I have a Fisher F2...if I were to stay with Fisher I'd get the F75 or F75LTD..that's only if your ground isn't heavily mineralized...has boost mode do go super deep..like 23" deep... has great recovery time and discrimination...but Fisher's are chatty when there's a ton of iron in the ground or EMI. My town is where iron ore was first mined, so there is a ton of iron in the ground here. very sensitive detectors. If you're relic hunting in the woods/fields, then it's perfect..

 Personally Im dumping my Fisher and going to get a Tesoro Vaquero.  Easily discrims iron, has ground balance, goes very very deep and costs 460ish new...lifetime warranty also. 

 I was reading a forum post today and someone asked what Tesoro is comparable to the eTrac...

 pretty much everyone said the vaquero... It's a heck of a machine.  one said the Tejon. The Tejon is skittish in heavy mineralized soil...

 Good for relic hunting, coins, silver and gold.  

 One of the best coin/jewelry shooters out there....

 If you can't get your hands on them to test them, next best thing would be to hit up a forum such as the friendly metal detecting forum...and/or watch youtube videos...



 but if ground isn't highly mineralized, i'd go with the fisher f75...it's deep enough and good enough to use w/o going to the 1k $ cost of the F75LTD.

 The Minelabs are great. 705,safari,explorer, eTrac...but they have a very slow recovery rate.  example: 2 coins 1" apart from each other it won't pick up both of them unless you scan slowly. It will pick up one coin and "null" out the other until it resets and you rescan.
 They are quite expensive.  The lower cost models like the 705 won't allow you to change the frequency it operates at,  unless you buy a new coil with the new frequency....gets expensive.


----------



## cowseatmaize (Jan 23, 2012)

> In order to get $$ for more local bottles





> I wanna hunt the stream banks near where I work the rivers out back of what used to be mill houses in the 1800's.


I'd think for stream banks and bottle hunting a cheapo would be fine for large chunks of iron and tin cans etc. that bottles would be with. The wider areas and for for pinpointing coins and jewelery would need something better.

Things to do.
**1.** Reproduce the metal detector discussion word for word, everything from "Personally Im dumping" down to "to the eTrac...".
**2.** List every Minelab model named in the metal detector discussion.
The lines that follow the metal detector discussion come from a separate source.

(Location annotation dataset excerpts)
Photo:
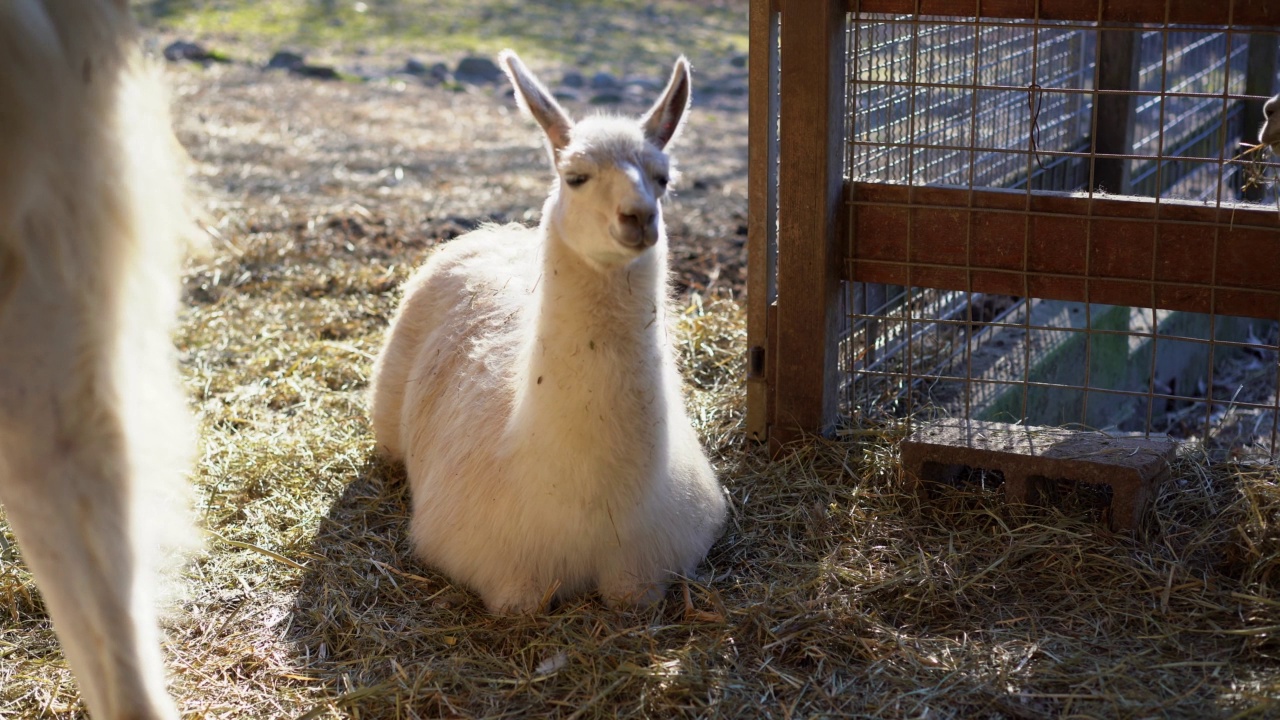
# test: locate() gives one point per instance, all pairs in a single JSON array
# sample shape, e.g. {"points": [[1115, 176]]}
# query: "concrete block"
{"points": [[1032, 459]]}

Answers for this exercise.
**1.**
Personally Im dumping my Fisher and going to get a Tesoro Vaquero.  Easily discrims iron, has ground balance, goes very very deep and costs 460ish new...lifetime warranty also. 

 I was reading a forum post today and someone asked what Tesoro is comparable to the eTrac...

**2.** 705, safari, explorer, eTrac